▶ Annotation records:

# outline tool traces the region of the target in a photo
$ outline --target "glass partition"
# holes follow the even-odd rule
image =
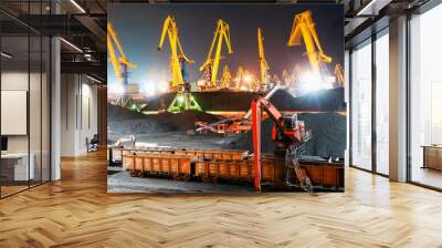
[[[371,170],[371,41],[351,52],[351,166]]]
[[[48,11],[46,1],[19,6]],[[50,180],[50,49],[48,37],[0,13],[1,198]]]
[[[389,38],[388,29],[376,42],[376,172],[389,174]]]
[[[410,20],[410,179],[442,188],[442,4]]]

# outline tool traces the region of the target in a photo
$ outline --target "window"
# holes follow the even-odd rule
[[[351,52],[351,164],[371,169],[371,43]]]
[[[386,30],[388,31],[388,30]],[[381,34],[380,34],[381,35]],[[389,39],[377,38],[376,50],[376,172],[389,174]]]
[[[442,188],[442,4],[410,20],[410,176]]]

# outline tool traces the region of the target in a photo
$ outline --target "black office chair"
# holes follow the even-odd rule
[[[87,143],[87,153],[98,151],[98,143],[99,143],[98,134],[94,134],[91,141],[86,138],[86,143]]]

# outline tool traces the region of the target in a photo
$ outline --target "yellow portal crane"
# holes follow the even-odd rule
[[[336,82],[338,82],[339,86],[344,87],[345,85],[344,68],[339,63],[337,63],[335,66],[335,76],[336,76]]]
[[[242,69],[242,66],[238,68],[236,71],[236,75],[234,78],[235,81],[235,90],[241,90],[241,82],[242,82],[242,78],[244,76],[244,70]]]
[[[232,74],[230,74],[230,70],[228,65],[224,65],[222,70],[222,78],[221,78],[221,87],[228,89],[230,87],[230,82],[232,81]]]
[[[319,74],[320,64],[323,62],[330,63],[332,58],[327,56],[320,46],[315,23],[313,22],[312,11],[309,10],[295,16],[287,45],[301,45],[301,38],[304,40],[313,73]]]
[[[294,78],[293,74],[290,74],[287,70],[283,71],[283,82],[284,86],[290,87],[293,84]]]
[[[208,56],[204,63],[200,68],[200,71],[209,71],[210,84],[211,84],[210,86],[214,86],[217,82],[217,74],[218,74],[218,68],[220,66],[221,48],[223,40],[225,41],[225,44],[228,46],[228,53],[233,53],[232,46],[230,44],[229,24],[225,23],[223,20],[219,19]],[[217,51],[214,53],[214,56],[212,58],[214,43],[217,43]]]
[[[117,46],[119,52],[118,58],[115,53],[114,44]],[[123,76],[127,79],[127,68],[136,69],[137,65],[129,62],[129,60],[126,58],[122,43],[119,42],[117,33],[115,32],[110,22],[107,22],[107,50],[109,51],[109,61],[114,68],[115,76],[117,78],[118,83],[120,83]],[[123,69],[120,65],[123,65]]]
[[[261,28],[257,28],[257,50],[260,53],[260,71],[261,71],[261,90],[265,89],[265,85],[269,83],[269,70],[270,66],[267,64],[267,61],[265,60],[265,54],[264,54],[264,38],[261,32]]]
[[[158,50],[162,49],[162,44],[166,39],[166,34],[169,37],[170,42],[170,73],[171,73],[171,86],[178,87],[185,84],[185,79],[181,72],[183,63],[192,64],[193,61],[185,55],[181,42],[178,37],[178,27],[175,19],[168,16],[162,24],[161,38],[159,40]]]

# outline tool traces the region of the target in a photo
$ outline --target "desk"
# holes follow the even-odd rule
[[[29,180],[34,179],[34,159],[33,153],[29,155],[31,158],[28,168],[28,153],[6,153],[1,154],[1,174],[7,180]]]
[[[433,168],[442,170],[442,146],[424,145],[422,168]]]

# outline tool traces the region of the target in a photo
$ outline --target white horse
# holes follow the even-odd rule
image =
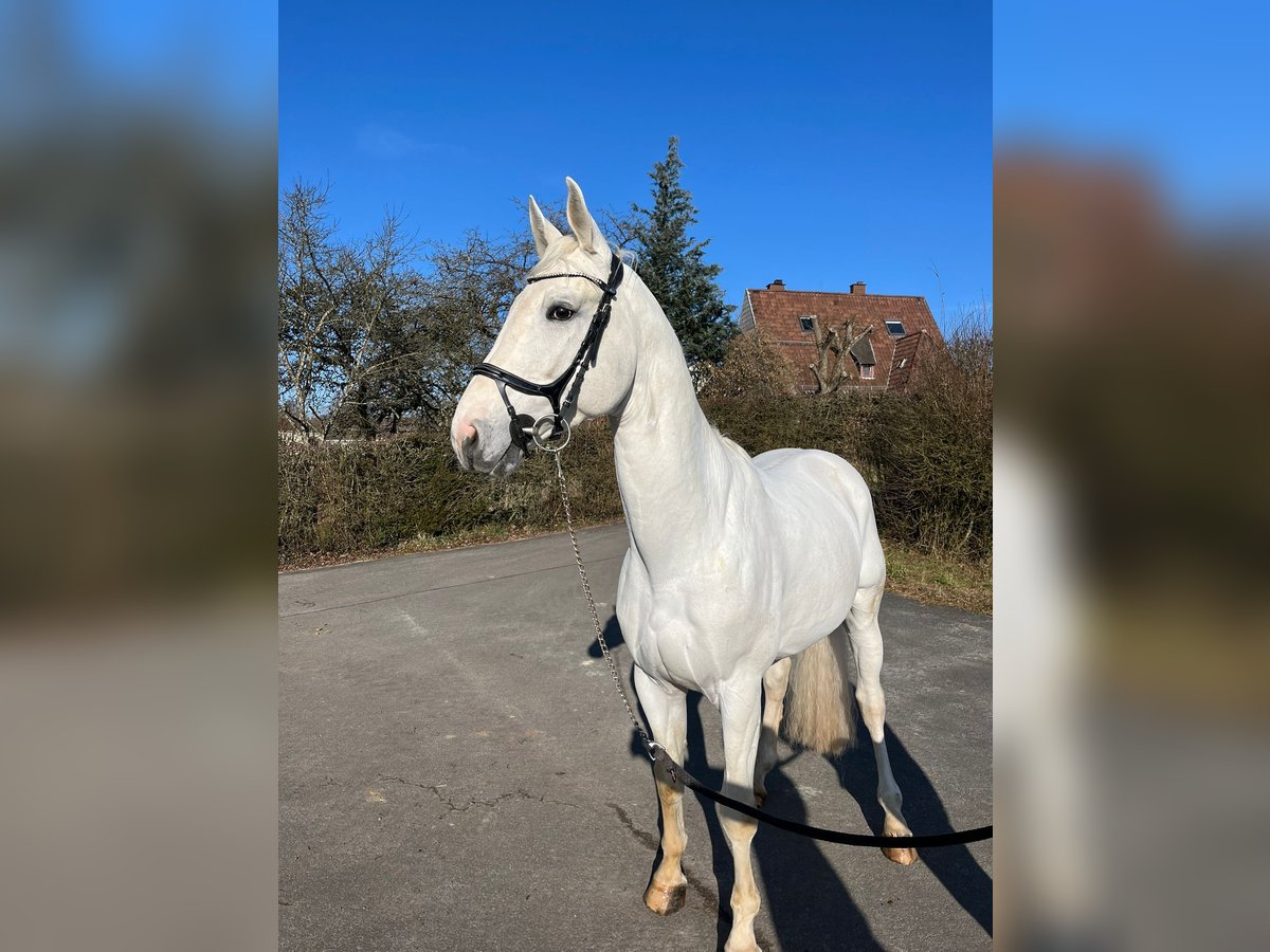
[[[603,288],[612,253],[582,190],[565,182],[573,234],[563,235],[530,198],[538,261],[486,358],[521,383],[559,382],[570,366],[577,371],[589,317],[608,300]],[[831,453],[777,449],[751,458],[720,435],[701,413],[665,315],[629,268],[602,334],[594,366],[563,413],[573,424],[608,416],[613,428],[630,531],[617,619],[654,739],[683,763],[685,692],[701,692],[723,716],[724,792],[761,803],[791,680],[786,732],[792,740],[822,753],[841,751],[852,740],[847,670],[853,658],[884,833],[912,835],[884,739],[878,607],[886,566],[864,479]],[[577,382],[575,373],[569,381]],[[507,473],[519,463],[508,411],[538,418],[559,409],[531,392],[472,378],[451,425],[465,468]],[[683,905],[687,885],[683,788],[659,769],[657,791],[663,857],[644,902],[668,915]],[[725,949],[756,949],[756,823],[728,809],[720,809],[720,823],[735,863]],[[906,864],[917,858],[912,849],[883,852]]]

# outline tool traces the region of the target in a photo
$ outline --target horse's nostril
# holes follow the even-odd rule
[[[472,457],[476,454],[476,440],[479,435],[476,428],[470,423],[465,423],[458,428],[458,449],[462,453],[465,461],[471,463]]]

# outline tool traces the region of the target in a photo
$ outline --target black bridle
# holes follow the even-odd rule
[[[528,278],[525,283],[532,284],[536,281],[547,281],[549,278],[584,278],[605,292],[603,297],[599,298],[599,305],[596,307],[594,316],[591,319],[587,336],[582,339],[578,354],[565,368],[564,373],[550,383],[535,383],[491,363],[479,363],[472,368],[472,377],[489,377],[498,385],[498,395],[503,397],[503,405],[507,406],[507,413],[512,418],[512,442],[523,452],[528,452],[532,443],[545,446],[546,440],[555,439],[568,432],[569,423],[564,415],[577,402],[578,391],[582,388],[582,380],[587,376],[587,371],[596,366],[596,357],[599,353],[599,338],[603,336],[605,327],[608,326],[608,314],[612,308],[613,298],[617,297],[617,287],[622,283],[622,259],[613,255],[607,282],[591,274],[568,272],[538,274],[537,277]],[[573,387],[569,388],[569,393],[565,396],[565,388],[569,387],[570,381],[573,382]],[[551,404],[551,413],[546,416],[540,416],[537,420],[528,414],[516,413],[516,407],[507,396],[508,387],[527,396],[546,397]],[[551,425],[550,433],[545,432],[547,424]]]

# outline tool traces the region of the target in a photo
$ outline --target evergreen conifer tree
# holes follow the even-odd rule
[[[639,275],[660,302],[683,345],[683,355],[700,381],[723,362],[735,333],[732,305],[723,301],[715,278],[723,272],[706,264],[709,239],[697,241],[690,228],[697,223],[692,193],[679,184],[679,140],[672,136],[665,159],[653,165],[653,207],[631,206],[636,220],[631,236],[639,242]]]

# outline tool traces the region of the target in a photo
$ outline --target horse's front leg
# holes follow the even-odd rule
[[[733,800],[753,806],[754,760],[758,753],[762,683],[729,684],[720,697],[723,715],[724,784]],[[758,885],[749,844],[758,824],[735,810],[719,807],[719,821],[732,849],[735,880],[732,887],[732,932],[724,952],[757,952],[754,916],[758,915]]]
[[[687,697],[673,685],[653,680],[639,668],[635,669],[635,693],[653,729],[653,740],[682,764],[687,753]],[[671,915],[683,909],[688,890],[688,878],[681,864],[688,842],[683,830],[683,784],[667,777],[660,763],[653,773],[657,798],[662,803],[662,862],[644,891],[644,905],[658,915]]]

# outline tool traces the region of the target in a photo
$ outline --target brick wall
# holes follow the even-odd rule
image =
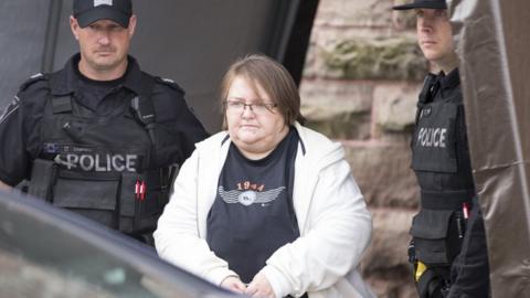
[[[340,140],[372,212],[361,264],[379,297],[415,297],[406,248],[418,190],[410,135],[427,63],[403,0],[320,0],[300,85],[308,126]]]

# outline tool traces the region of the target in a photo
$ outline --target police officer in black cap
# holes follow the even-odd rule
[[[25,82],[0,118],[0,187],[152,244],[176,166],[208,134],[172,81],[128,55],[130,0],[74,0],[80,52]]]
[[[458,58],[445,0],[414,0],[420,47],[439,68],[420,94],[412,168],[421,188],[409,248],[420,297],[488,297],[484,222],[471,174]]]

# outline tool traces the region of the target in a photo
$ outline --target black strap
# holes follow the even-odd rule
[[[427,268],[416,283],[421,298],[443,298],[444,279],[433,269]]]
[[[71,113],[72,99],[71,96],[53,96],[52,97],[52,111],[53,114]]]
[[[462,209],[464,203],[471,206],[471,200],[475,196],[474,190],[435,192],[422,190],[422,207],[431,210],[457,210]]]

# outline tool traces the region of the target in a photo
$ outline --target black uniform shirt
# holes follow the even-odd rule
[[[194,143],[208,137],[204,127],[189,109],[183,91],[174,83],[161,78],[152,78],[155,85],[140,71],[137,62],[128,57],[128,70],[116,86],[98,103],[94,97],[107,92],[102,89],[86,92],[91,82],[83,82],[77,71],[80,54],[74,55],[66,65],[54,74],[36,75],[25,82],[13,102],[0,118],[0,180],[15,185],[31,174],[32,161],[42,152],[42,140],[39,129],[43,109],[50,96],[72,95],[78,104],[96,109],[103,115],[116,104],[129,104],[131,95],[146,94],[152,100],[156,121],[165,136],[159,145],[161,152],[157,166],[163,167],[181,163],[194,149]],[[94,83],[94,82],[92,82]],[[85,89],[85,91],[83,91]],[[88,88],[89,89],[89,88]],[[105,87],[103,87],[105,89]],[[92,100],[91,100],[92,98]]]

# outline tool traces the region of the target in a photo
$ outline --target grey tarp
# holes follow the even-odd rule
[[[530,1],[449,0],[494,297],[530,296]]]

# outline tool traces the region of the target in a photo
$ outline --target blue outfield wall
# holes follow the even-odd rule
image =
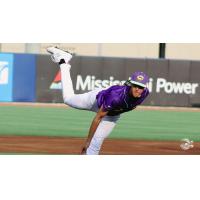
[[[34,102],[36,55],[0,53],[0,101]]]

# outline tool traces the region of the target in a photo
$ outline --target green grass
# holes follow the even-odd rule
[[[85,137],[94,113],[68,108],[0,106],[0,135]],[[200,141],[200,112],[139,111],[121,115],[110,138]]]

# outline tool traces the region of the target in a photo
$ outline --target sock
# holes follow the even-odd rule
[[[61,59],[60,62],[59,62],[58,64],[61,65],[61,64],[65,64],[65,63],[66,63],[65,60],[64,60],[64,59]]]

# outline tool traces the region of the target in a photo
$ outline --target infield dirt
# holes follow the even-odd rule
[[[47,136],[1,136],[0,152],[5,154],[70,154],[79,155],[84,138]],[[176,141],[137,141],[107,139],[101,155],[199,155],[200,143],[189,150]]]

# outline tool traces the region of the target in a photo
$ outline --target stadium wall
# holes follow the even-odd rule
[[[59,68],[48,55],[9,55],[13,75],[6,90],[0,84],[0,101],[63,102]],[[145,105],[200,106],[199,61],[76,56],[71,64],[75,93],[123,83],[140,70],[150,77]]]

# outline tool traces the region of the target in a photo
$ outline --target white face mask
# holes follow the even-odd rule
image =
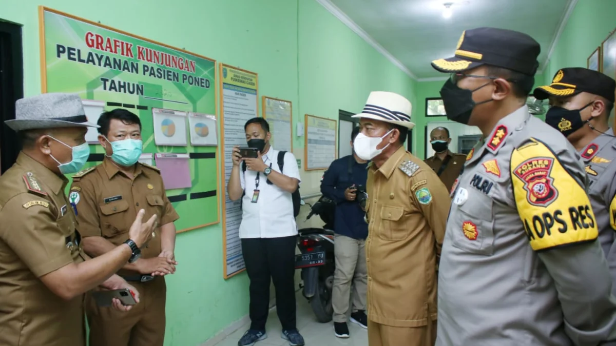
[[[393,129],[390,130],[389,132],[383,135],[383,137],[368,137],[360,132],[357,134],[357,137],[355,137],[355,140],[353,141],[353,148],[355,150],[355,153],[357,154],[359,158],[362,160],[367,161],[372,159],[389,146],[389,143],[387,143],[387,145],[382,149],[376,148],[376,147],[381,143],[383,139],[393,131]]]

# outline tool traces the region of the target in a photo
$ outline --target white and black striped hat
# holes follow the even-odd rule
[[[411,122],[411,108],[410,101],[403,96],[387,91],[373,91],[362,113],[352,118],[374,119],[411,129],[415,126],[415,123]]]

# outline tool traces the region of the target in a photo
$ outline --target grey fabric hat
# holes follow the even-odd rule
[[[17,100],[15,119],[4,122],[15,131],[56,127],[99,127],[89,123],[76,94],[43,94]]]

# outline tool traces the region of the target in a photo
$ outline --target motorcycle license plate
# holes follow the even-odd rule
[[[325,264],[325,252],[313,252],[295,255],[295,268],[307,268]]]

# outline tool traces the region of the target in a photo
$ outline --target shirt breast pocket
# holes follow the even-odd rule
[[[128,227],[132,223],[126,223],[128,212],[128,202],[124,199],[115,201],[105,204],[100,204],[101,232],[103,236],[111,238],[116,235],[128,231]]]
[[[402,207],[383,206],[381,208],[381,227],[379,238],[383,240],[395,241],[408,236],[410,229],[405,222],[404,209]]]
[[[494,253],[494,217],[492,199],[469,187],[468,199],[455,206],[457,229],[453,233],[453,244],[467,252],[490,256]]]

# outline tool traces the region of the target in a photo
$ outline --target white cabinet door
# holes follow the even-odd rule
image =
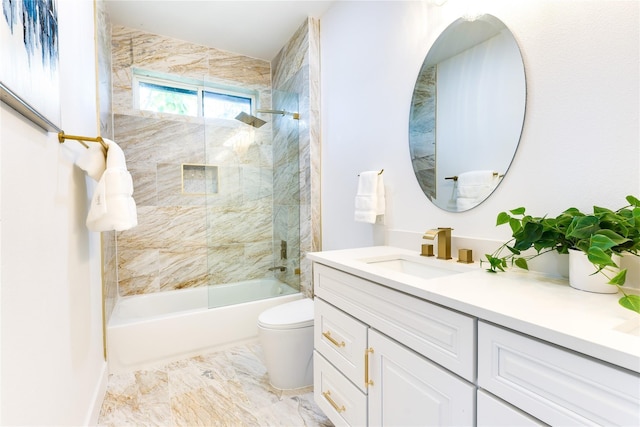
[[[369,425],[469,426],[475,387],[370,329]]]

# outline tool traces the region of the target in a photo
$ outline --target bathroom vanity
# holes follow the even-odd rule
[[[640,425],[640,316],[619,296],[386,246],[308,257],[334,424]]]

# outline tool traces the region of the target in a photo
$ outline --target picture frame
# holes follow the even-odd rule
[[[0,97],[47,131],[60,129],[58,0],[3,1]]]

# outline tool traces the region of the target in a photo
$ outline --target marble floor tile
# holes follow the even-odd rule
[[[110,375],[98,424],[332,426],[315,404],[312,387],[294,392],[269,385],[257,343]]]

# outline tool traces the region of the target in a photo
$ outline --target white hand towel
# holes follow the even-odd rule
[[[493,171],[470,171],[458,176],[458,197],[484,199],[495,188],[497,177]]]
[[[360,173],[358,192],[355,197],[354,219],[374,224],[377,215],[384,215],[384,182],[378,171]]]
[[[89,144],[89,148],[83,150],[76,159],[76,165],[93,178],[94,181],[100,181],[100,177],[106,168],[106,159],[102,145]]]
[[[126,169],[122,149],[113,141],[105,139],[107,169],[91,198],[87,216],[87,227],[91,231],[128,230],[138,225],[138,213],[133,200],[133,180]]]

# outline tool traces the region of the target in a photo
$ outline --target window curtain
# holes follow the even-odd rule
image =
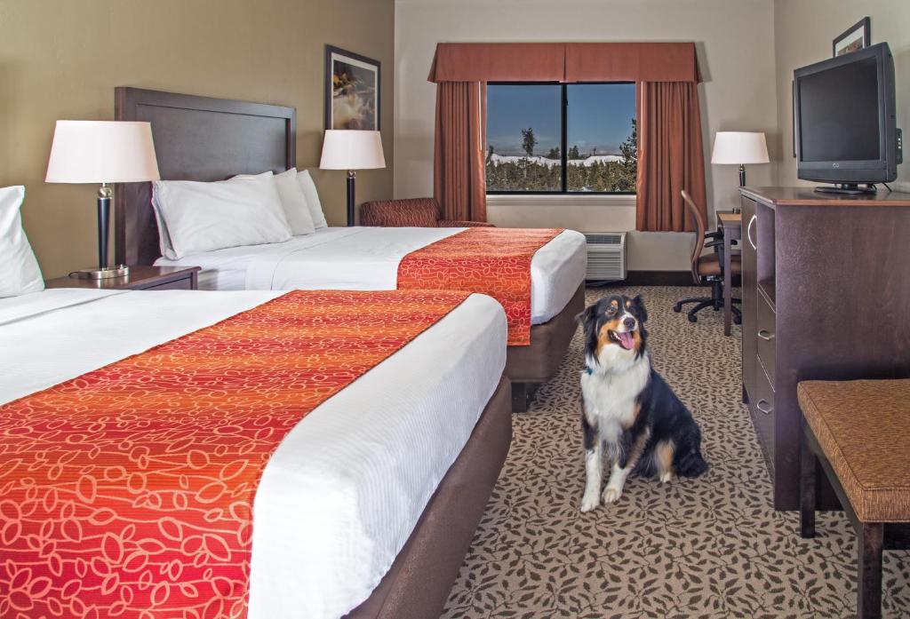
[[[702,118],[695,82],[642,82],[636,229],[692,232],[681,190],[707,221]]]
[[[433,196],[443,219],[487,221],[487,85],[442,82],[436,86]]]

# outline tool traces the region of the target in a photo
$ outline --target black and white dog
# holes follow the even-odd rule
[[[641,296],[601,299],[578,315],[584,328],[581,428],[587,481],[581,511],[590,512],[622,494],[632,471],[697,477],[708,469],[702,433],[692,413],[651,367]],[[602,453],[612,463],[601,494]]]

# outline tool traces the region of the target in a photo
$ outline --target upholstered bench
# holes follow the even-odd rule
[[[882,613],[882,550],[910,547],[910,380],[807,381],[800,525],[815,534],[819,465],[856,529],[856,616]]]

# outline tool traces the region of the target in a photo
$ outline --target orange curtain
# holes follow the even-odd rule
[[[443,219],[487,221],[486,106],[486,84],[436,86],[433,196],[442,205]]]
[[[698,85],[642,82],[638,100],[636,229],[691,232],[680,191],[685,189],[707,221],[704,154]]]

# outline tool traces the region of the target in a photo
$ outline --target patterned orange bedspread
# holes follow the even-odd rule
[[[301,292],[0,406],[0,617],[238,617],[269,456],[468,293]]]
[[[500,302],[509,345],[531,344],[531,261],[562,228],[468,228],[411,252],[399,265],[398,287],[465,290]]]

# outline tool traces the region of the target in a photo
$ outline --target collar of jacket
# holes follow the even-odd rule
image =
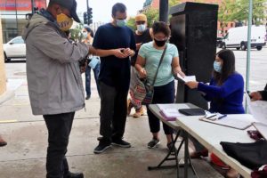
[[[42,8],[40,10],[40,15],[45,17],[49,21],[54,23],[57,27],[59,27],[59,24],[57,22],[57,20],[53,17],[53,15],[46,11],[45,9]]]

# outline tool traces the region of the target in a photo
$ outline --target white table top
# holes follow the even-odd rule
[[[196,106],[187,103],[190,108]],[[177,108],[181,108],[182,104],[174,104]],[[184,105],[183,105],[184,106]],[[203,146],[210,152],[214,153],[226,164],[236,169],[245,178],[250,178],[251,170],[242,166],[236,159],[229,157],[222,150],[221,142],[254,142],[247,134],[247,130],[239,130],[223,125],[214,125],[199,120],[199,116],[184,116],[179,117],[176,121],[166,121],[162,118],[159,109],[157,105],[150,105],[151,111],[163,122],[167,124],[174,129],[182,128],[188,134],[196,138]],[[248,128],[252,129],[251,127]]]
[[[247,134],[247,130],[203,122],[199,120],[199,117],[181,117],[176,120],[176,124],[196,138],[210,152],[214,153],[222,161],[239,172],[245,178],[251,177],[251,170],[229,157],[220,144],[221,142],[254,142],[255,141]]]

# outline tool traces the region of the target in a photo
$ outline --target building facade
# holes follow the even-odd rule
[[[152,9],[159,9],[159,1],[160,0],[145,0],[143,4],[143,9],[141,10],[140,12],[144,12],[149,8]],[[206,4],[221,4],[222,0],[200,0],[203,3]],[[199,0],[180,0],[181,3],[185,3],[185,2],[200,2]],[[228,31],[229,28],[234,28],[236,26],[235,22],[229,22],[226,27],[223,28],[222,28],[222,24],[218,21],[217,23],[217,36],[222,36],[225,35]]]
[[[46,0],[1,0],[3,42],[20,36],[28,21],[28,14],[32,13],[33,7],[46,8]]]

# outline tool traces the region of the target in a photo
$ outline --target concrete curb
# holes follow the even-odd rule
[[[0,95],[0,105],[15,96],[15,91],[6,91]]]

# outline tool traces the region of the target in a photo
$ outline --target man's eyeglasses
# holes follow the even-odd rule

▶ SET EXERCISE:
From the entries above, pull out every line that contains the string "window". Matching is case-sensitive.

▶ RESULT:
$ outline --target "window"
$ outline --target window curtain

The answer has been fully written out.